Se no passado os EUA moldaram a política brasileira com armas, propaganda e financiamento, hoje o fazem pela via econômica. Em 2024, o fluxo comercial Brasil-EUA chegou a US$ 81 bilhões, quase equilibrado em números, mas desigual em estrutura: o Brasil exportou petróleo, café, aço, carnes e aviões; os EUA venderam combustíveis, produtos químicos, fertilizantes e aeronaves de alto valor agregado (MDIC; G1). No ano anterior, os EUA investiram mais de US$ 350 bilhões no país, com quase 4 mil empresas em operação (Banco Central; Amcham Brasil).
O resultado é um quadro de dependência. Especialistas da Associação de Comércio Exterior do Brasil (AEB) e da Amcham destacam que, embora a relação seja “complementar”, os EUA acumulam superávits expressivos e detêm a vantagem tecnológica. As tarifas impostas por Trump, somadas à retórica de que “o Brasil precisa deles”, são a face mais recente de um padrão que remonta à Guerra Fria.
A retórica da “liberdade” norte-americana, ontem usada contra o comunismo e hoje contra supostos riscos econômicos, é apenas uma justificativa dos EUA para seguir explorando o Brasil, garantindo a manutenção da hegemonia e o controle sobre parceiros estratégicos.
Cabe ao Brasil enfrentar a realidade de que sem memória histórica e sem política externa independente, a soberania seguirá refém da lógica da submissão.
LINHA DO TEMPO DAS ATROCIDADES DA DITADURA (1964–1985)
1964 – O GOLPE E OS PRIMEIROS ATOS DE REPRESSÃO
Deposição de João Goulart em 31 de março. Prisões em massa de sindicalistas, estudantes e opositores políticos. Cassações de mandatos parlamentares e perseguição a lideranças de esquerda (CNV; El País).
1965 – FECHAMENTO DO SISTEMA POLÍTICO
Extinção dos partidos existentes e criação do bipartidarismo (ARENA e MDB). Perseguição a militares legalistas contrários ao golpe.

● **Problema proposto 1**:
Responda, com base no trecho de referência sobre o Brasil, os EUA e a ditadura:
(a) Qual foi o valor do fluxo comercial Brasil-EUA em 2024?
(b) Em que data João Goulart foi deposto?
(c) Quais partidos surgiram com a criação do bipartidarismo em 1965?
● **Problema proposto 2**:
Dê a continuação do trecho de referência sobre o Brasil, os EUA e a ditadura, a partir do ponto em que ele termina.

Registros armazenados do conjunto:
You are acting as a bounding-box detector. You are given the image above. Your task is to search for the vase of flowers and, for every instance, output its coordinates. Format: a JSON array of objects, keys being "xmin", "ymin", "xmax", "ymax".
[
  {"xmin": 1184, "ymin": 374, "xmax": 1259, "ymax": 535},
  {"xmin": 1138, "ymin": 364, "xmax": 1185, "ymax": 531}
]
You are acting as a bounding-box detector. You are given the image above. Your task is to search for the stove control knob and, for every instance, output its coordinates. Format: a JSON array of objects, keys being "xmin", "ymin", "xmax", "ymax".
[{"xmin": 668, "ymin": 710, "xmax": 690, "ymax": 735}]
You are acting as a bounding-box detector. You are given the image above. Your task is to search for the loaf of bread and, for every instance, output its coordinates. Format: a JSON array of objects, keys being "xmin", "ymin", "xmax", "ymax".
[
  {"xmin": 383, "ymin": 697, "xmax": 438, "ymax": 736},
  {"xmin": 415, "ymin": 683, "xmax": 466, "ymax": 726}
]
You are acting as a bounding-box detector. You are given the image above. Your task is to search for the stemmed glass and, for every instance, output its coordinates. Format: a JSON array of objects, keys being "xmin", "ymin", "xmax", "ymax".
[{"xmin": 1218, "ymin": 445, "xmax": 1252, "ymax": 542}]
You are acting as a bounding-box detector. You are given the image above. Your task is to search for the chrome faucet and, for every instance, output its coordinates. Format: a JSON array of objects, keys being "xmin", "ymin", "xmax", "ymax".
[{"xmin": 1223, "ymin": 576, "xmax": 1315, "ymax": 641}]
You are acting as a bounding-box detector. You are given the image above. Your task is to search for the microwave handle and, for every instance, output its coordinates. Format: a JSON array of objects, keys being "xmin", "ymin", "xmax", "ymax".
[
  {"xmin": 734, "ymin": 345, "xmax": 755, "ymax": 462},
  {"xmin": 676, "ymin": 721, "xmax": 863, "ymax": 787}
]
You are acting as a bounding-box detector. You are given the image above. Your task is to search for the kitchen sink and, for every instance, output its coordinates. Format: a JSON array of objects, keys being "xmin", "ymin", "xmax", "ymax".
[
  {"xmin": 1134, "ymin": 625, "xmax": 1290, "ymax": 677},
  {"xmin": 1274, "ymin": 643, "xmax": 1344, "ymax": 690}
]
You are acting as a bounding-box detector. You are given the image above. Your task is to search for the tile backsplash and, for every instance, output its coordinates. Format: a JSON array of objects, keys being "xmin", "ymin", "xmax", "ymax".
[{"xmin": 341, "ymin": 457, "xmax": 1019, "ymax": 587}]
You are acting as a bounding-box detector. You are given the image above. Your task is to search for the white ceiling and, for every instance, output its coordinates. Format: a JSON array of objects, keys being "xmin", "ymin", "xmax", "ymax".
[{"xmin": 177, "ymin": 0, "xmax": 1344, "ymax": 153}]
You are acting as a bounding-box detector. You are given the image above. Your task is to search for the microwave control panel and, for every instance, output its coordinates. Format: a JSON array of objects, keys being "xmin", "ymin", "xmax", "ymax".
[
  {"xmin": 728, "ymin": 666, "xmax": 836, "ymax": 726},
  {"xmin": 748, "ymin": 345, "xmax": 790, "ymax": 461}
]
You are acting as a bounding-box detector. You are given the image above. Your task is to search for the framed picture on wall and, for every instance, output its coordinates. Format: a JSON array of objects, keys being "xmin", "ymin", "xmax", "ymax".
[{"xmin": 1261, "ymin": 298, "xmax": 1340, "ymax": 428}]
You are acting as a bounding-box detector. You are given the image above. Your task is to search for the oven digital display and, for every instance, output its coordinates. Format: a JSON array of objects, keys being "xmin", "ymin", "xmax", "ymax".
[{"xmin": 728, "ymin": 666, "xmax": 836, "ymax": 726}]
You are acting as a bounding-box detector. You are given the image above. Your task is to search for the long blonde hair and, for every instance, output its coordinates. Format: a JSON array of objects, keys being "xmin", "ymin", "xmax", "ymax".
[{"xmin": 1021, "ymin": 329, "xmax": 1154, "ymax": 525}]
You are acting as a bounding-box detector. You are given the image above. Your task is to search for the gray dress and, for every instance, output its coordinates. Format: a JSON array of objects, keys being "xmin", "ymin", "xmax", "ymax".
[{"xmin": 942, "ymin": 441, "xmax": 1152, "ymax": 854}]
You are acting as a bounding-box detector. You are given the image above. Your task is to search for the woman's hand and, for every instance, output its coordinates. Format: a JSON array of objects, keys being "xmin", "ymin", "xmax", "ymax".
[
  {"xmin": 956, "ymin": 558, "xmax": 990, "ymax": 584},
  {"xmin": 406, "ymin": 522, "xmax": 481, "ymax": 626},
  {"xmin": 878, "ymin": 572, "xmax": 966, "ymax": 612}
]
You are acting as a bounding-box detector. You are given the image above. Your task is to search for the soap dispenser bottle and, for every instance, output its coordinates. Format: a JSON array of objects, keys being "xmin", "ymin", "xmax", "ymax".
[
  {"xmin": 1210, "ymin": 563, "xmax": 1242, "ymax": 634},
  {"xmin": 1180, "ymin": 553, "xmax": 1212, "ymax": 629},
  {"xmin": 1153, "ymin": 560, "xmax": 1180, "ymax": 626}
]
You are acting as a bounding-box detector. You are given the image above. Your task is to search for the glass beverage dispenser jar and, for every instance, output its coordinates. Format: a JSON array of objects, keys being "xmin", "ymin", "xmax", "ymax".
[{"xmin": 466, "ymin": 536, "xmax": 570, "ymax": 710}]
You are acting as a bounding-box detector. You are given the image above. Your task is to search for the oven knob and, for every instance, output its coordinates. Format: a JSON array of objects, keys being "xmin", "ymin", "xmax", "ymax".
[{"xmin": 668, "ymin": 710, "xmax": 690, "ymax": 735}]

● **Resultado da tarefa 1**:
(a) US$ 81 bilhões.
(b) Em 31 de março de 1964.
(c) ARENA e MDB.

● **Resultado da tarefa 2**:
1968 – AI-5 E O ENDURECIMENTO DO REGIME
Atos Institucionais ampliam os poderes do Executivo. Suspensão de habeas corpus em crimes políticos. Escalada da censura à imprensa, perseguição a artistas e intelectuais. Crescimento da prática sistemática da tortura (CNV).
1969 – SURGIMENTO DO DOI-CODI
Criação do DOI-Codi (Destacamentos de Operações de Informações). Início da fase mais brutal da repressão, com torturas, desaparecimentos e execuções clandestinas. Sequestro do embaixador norte-americano Charles Elbrick por militantes da esquerda armada; o episódio reforça a repressão estatal.
1970–1973 – A “DÉCADA DE CHUMBO
”Prisões em massa de militantes estudantis, sindicalistas, religiosos e opositores. Técnicas de tortura documentadas: pau-de-arara, choques elétricos, afogamento, violência sexual, espancamentos. O National Security Archive registra que os EUA tinham conhecimento das práticas e relatórios sobre mortes em interrogatórios.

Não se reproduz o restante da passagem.